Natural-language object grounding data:
—————

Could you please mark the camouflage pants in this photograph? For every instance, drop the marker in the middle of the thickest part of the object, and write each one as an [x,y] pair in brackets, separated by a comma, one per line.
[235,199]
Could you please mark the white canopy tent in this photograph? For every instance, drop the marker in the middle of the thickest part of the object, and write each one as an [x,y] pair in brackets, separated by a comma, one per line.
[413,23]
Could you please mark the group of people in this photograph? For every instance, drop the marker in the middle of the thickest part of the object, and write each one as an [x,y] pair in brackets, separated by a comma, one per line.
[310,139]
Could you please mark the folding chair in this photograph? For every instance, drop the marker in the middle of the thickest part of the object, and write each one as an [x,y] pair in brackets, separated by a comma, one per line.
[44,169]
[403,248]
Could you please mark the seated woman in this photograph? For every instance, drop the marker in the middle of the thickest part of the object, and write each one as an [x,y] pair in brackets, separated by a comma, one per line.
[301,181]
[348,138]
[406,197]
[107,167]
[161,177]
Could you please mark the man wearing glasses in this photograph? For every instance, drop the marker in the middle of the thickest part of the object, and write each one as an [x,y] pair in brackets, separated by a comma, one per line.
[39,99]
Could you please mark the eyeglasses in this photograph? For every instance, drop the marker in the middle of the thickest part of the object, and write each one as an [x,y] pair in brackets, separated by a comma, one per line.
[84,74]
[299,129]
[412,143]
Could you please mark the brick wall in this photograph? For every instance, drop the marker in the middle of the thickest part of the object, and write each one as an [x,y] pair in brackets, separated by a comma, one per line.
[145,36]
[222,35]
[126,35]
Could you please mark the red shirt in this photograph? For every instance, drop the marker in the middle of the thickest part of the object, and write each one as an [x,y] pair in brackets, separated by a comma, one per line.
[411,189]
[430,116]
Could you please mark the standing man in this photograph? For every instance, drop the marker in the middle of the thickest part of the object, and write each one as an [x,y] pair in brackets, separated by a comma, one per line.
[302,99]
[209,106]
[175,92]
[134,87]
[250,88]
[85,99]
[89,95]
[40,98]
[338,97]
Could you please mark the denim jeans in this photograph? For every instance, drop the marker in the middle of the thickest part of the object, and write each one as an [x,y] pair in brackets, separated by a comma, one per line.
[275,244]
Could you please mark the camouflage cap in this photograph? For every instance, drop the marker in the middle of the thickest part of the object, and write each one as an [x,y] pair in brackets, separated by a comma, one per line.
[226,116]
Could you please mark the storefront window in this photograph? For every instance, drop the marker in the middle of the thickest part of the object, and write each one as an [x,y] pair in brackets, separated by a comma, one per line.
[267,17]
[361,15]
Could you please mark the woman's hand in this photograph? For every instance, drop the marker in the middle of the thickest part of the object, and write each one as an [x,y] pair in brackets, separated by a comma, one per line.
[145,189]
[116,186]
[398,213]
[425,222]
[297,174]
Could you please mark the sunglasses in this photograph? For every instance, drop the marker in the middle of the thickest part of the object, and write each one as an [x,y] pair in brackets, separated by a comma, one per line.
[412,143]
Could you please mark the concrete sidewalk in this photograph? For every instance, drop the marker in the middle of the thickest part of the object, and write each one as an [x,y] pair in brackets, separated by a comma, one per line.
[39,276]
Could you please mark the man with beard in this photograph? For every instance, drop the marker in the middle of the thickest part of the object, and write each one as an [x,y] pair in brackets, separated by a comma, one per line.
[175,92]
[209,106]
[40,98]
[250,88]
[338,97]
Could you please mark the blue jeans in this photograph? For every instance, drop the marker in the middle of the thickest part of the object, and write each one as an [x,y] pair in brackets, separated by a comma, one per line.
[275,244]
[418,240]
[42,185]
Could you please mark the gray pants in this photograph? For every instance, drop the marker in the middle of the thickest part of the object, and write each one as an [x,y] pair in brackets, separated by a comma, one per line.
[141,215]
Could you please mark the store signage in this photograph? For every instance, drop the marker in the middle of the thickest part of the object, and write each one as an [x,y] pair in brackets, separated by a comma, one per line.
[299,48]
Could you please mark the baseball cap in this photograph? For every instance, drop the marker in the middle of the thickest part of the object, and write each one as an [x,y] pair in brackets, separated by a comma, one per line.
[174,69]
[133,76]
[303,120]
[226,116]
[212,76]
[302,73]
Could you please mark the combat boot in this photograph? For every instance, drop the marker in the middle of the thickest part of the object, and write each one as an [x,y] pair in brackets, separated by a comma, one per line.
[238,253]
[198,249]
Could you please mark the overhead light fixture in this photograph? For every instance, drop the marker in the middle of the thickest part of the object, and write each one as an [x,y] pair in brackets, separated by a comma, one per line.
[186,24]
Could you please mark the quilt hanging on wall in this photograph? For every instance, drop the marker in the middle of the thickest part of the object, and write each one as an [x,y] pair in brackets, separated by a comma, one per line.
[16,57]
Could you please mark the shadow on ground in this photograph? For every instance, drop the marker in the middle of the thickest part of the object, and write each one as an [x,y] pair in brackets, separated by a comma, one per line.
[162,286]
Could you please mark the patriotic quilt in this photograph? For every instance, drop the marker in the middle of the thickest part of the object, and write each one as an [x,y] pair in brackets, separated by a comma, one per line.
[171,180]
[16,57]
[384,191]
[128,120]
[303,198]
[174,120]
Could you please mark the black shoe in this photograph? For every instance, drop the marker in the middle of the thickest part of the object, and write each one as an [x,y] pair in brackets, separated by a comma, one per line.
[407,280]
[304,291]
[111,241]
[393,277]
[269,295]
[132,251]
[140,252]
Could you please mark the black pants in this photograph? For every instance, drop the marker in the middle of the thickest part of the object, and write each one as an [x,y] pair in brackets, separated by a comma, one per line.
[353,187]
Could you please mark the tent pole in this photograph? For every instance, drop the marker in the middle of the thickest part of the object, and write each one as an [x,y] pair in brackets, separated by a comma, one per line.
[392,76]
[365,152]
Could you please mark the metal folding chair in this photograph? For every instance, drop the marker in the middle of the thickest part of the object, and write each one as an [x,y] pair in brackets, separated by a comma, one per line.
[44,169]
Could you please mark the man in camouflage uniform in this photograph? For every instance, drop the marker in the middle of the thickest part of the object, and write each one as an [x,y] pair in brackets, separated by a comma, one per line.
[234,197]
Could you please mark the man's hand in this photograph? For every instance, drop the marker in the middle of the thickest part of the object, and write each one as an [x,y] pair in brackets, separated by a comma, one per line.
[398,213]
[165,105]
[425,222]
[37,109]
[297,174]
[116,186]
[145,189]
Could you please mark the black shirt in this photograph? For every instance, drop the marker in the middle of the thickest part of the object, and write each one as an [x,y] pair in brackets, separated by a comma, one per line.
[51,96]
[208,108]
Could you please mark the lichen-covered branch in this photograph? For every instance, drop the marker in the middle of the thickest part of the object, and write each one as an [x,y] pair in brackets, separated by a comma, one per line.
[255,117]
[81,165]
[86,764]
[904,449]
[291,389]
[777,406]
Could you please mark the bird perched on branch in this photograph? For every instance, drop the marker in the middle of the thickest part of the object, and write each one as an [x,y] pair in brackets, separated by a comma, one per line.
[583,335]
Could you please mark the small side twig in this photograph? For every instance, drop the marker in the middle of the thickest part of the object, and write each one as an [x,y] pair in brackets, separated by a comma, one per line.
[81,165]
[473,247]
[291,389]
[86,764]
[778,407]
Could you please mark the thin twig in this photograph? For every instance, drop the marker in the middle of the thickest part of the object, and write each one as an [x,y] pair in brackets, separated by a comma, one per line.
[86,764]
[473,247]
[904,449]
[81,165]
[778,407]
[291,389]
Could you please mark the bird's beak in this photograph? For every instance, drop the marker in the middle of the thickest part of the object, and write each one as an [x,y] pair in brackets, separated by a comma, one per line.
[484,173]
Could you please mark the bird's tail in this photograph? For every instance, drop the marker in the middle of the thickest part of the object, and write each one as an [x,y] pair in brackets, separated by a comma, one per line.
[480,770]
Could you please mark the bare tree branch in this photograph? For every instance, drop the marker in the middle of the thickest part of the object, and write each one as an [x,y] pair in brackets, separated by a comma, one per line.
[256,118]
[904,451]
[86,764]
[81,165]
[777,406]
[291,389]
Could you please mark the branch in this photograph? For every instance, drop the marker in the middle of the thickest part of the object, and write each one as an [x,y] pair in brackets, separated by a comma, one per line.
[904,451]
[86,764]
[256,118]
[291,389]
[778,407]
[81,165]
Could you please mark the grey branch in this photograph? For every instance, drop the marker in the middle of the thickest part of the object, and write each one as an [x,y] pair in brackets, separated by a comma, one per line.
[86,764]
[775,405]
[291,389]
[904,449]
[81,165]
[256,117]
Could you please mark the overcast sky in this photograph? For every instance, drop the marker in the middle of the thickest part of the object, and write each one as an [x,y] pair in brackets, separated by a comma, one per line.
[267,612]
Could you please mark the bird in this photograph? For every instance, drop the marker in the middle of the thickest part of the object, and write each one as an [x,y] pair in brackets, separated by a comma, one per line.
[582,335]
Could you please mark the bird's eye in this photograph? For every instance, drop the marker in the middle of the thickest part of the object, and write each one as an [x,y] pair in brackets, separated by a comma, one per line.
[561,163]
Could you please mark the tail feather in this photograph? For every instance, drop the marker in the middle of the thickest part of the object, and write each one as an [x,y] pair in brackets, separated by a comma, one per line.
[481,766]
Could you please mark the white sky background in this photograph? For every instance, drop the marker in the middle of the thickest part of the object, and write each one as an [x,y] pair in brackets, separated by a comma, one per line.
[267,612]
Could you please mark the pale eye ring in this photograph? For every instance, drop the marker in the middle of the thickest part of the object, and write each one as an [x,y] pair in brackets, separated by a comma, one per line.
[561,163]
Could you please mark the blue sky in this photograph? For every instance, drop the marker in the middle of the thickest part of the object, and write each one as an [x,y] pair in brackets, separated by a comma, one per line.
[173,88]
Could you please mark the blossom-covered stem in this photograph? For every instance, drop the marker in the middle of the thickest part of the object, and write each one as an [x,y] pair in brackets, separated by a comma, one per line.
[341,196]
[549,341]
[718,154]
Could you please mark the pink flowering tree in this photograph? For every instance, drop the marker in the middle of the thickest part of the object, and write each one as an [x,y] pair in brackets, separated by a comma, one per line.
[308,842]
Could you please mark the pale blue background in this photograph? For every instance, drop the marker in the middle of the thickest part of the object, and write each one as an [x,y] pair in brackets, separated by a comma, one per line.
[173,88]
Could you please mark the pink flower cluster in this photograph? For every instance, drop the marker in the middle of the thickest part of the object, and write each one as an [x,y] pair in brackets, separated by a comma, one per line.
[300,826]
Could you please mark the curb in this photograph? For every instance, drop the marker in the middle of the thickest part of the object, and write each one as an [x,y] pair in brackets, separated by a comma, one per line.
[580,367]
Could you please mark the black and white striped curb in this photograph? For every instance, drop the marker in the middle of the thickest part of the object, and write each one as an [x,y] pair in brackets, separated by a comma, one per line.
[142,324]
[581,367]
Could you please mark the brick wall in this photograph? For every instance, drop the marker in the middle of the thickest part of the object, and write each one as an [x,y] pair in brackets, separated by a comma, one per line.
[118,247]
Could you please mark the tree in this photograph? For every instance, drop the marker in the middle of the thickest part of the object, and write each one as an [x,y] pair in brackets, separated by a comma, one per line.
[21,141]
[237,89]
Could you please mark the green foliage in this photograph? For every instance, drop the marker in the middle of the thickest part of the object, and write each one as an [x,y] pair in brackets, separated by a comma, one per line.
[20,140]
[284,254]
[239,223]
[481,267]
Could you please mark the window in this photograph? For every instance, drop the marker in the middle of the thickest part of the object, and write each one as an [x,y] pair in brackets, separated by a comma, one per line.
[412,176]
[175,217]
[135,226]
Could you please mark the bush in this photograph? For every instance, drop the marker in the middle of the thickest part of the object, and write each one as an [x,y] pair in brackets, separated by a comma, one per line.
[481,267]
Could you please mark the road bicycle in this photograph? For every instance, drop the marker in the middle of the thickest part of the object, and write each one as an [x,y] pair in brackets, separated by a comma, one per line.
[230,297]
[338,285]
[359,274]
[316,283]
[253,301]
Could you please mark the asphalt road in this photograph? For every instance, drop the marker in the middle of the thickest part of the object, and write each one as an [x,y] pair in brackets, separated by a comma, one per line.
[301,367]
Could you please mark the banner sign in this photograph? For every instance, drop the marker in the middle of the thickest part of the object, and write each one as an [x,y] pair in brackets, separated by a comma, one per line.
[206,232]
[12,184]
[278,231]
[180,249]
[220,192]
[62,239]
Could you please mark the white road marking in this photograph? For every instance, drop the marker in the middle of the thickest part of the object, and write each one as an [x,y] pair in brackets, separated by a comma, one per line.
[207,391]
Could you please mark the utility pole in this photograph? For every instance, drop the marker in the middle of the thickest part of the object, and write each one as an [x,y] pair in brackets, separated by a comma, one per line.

—————

### [What you should do]
Through the last line of the entries above, beginning at the line containing "Could you please mark the banner", transcribe each line exactly, both ends included and nothing more.

### [Written response]
Could you please mark the banner sign in this photograph? For every instance, drop the marker in the middle of the thickest part of the object, and write each one as an [x,y] pair in brackets, separated by a comma, one per line.
[206,232]
[12,184]
[278,231]
[180,249]
[220,192]
[62,239]
Could you please mark the white road marking in this photograph? For every instance, drop the marker in the middle of the thickest part of the object, and write each one as an [x,y] pair in brackets, separated by a comma, one per line.
[207,391]
Could you please mark the utility pole in this photograph? For every instance, drop the marker in the middle of the thickest part of the object, and write each one as an [x,y] pair in brackets, separated by a comma, one per line.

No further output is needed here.